- **REQUIRED ACTION**: Copy every line of the following data that includes the string "evenodd".

########################################

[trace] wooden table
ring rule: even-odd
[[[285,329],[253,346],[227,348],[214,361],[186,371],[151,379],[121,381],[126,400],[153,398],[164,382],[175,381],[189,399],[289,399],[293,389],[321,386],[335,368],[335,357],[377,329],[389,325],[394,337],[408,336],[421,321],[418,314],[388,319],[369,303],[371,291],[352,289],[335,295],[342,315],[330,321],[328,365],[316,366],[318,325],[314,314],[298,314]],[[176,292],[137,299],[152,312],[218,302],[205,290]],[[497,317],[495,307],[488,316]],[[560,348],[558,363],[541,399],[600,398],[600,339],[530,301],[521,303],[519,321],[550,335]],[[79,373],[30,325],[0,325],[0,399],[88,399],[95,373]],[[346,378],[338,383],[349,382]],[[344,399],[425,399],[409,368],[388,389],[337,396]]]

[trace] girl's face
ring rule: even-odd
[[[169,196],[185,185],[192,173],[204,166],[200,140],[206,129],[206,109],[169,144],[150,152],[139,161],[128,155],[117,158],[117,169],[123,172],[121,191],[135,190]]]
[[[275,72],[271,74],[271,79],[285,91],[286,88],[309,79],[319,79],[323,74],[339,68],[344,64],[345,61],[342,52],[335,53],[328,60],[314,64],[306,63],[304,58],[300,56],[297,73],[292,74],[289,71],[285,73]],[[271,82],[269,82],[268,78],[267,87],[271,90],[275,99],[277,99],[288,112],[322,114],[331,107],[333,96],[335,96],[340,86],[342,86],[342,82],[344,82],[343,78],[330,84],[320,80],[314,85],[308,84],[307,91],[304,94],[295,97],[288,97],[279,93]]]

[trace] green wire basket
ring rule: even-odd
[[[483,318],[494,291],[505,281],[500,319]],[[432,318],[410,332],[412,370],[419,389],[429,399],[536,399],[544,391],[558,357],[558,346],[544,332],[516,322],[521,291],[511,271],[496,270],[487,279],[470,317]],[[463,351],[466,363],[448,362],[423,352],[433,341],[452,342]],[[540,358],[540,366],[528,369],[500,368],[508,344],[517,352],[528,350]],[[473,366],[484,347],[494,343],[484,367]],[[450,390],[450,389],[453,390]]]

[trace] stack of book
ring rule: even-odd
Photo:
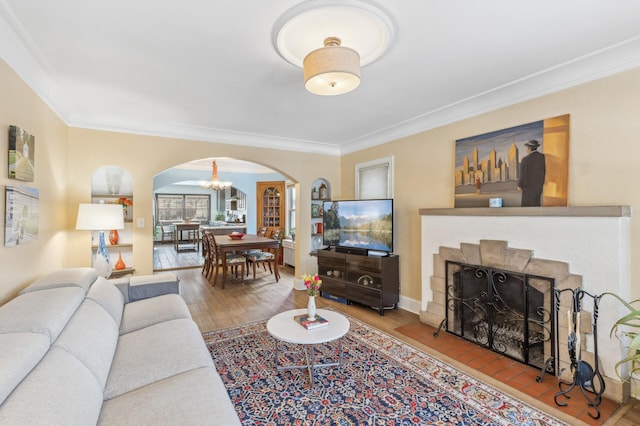
[[[320,328],[329,325],[329,321],[322,318],[320,315],[316,315],[316,318],[313,321],[309,321],[309,316],[307,314],[296,315],[295,317],[293,317],[293,319],[307,330],[313,330],[314,328]]]

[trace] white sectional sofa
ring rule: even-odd
[[[0,424],[240,424],[173,274],[56,271],[0,307]]]

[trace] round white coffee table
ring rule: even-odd
[[[306,368],[309,370],[309,380],[313,387],[313,369],[316,367],[342,366],[342,337],[349,331],[349,320],[342,314],[326,309],[318,309],[317,314],[329,321],[329,325],[307,330],[293,317],[305,314],[306,309],[293,309],[282,312],[267,321],[267,331],[276,340],[275,365],[277,371],[292,370],[296,368]],[[316,364],[314,345],[320,343],[338,341],[338,361],[328,364]],[[281,366],[278,364],[278,350],[280,342],[288,342],[297,345],[304,345],[306,364]]]

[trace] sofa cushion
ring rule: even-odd
[[[130,277],[109,278],[109,282],[124,296],[124,303],[129,303],[129,279]]]
[[[0,334],[41,333],[56,340],[84,300],[79,287],[61,287],[22,294],[0,309]]]
[[[122,321],[122,311],[124,310],[124,296],[118,288],[104,277],[98,277],[93,283],[87,299],[91,299],[104,308],[111,315],[117,327]]]
[[[105,401],[98,423],[227,426],[239,425],[240,420],[220,376],[207,367]]]
[[[92,425],[102,389],[80,361],[51,348],[0,406],[2,425]]]
[[[211,366],[211,355],[192,320],[177,319],[152,325],[118,339],[104,399],[185,371]]]
[[[86,299],[54,346],[75,356],[103,389],[117,343],[118,327],[111,315],[93,300]]]
[[[0,404],[40,362],[49,345],[44,334],[0,334]]]
[[[175,274],[140,275],[129,280],[129,300],[136,301],[162,294],[179,294],[180,280]]]
[[[36,280],[22,290],[20,294],[57,287],[80,287],[83,288],[86,293],[96,278],[98,278],[98,271],[93,268],[61,269]]]
[[[120,334],[174,319],[191,319],[187,304],[178,294],[165,294],[130,302],[124,305]]]

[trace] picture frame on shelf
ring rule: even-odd
[[[311,217],[322,217],[322,206],[320,204],[311,205]]]

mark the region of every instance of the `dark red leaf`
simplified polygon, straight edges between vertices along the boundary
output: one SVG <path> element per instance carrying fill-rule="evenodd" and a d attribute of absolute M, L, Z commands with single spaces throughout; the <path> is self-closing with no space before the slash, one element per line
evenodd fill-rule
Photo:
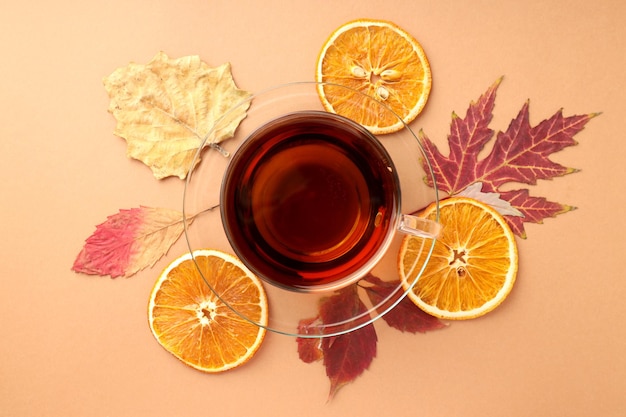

########################################

- **OUTPUT OF THE TASK**:
output: one SVG <path> element per instance carrying fill-rule="evenodd" and a d attribute of absolute M, L, Z commands with single spaces throughout; the <path> is self-closing with no space before the slash, one element per line
evenodd fill-rule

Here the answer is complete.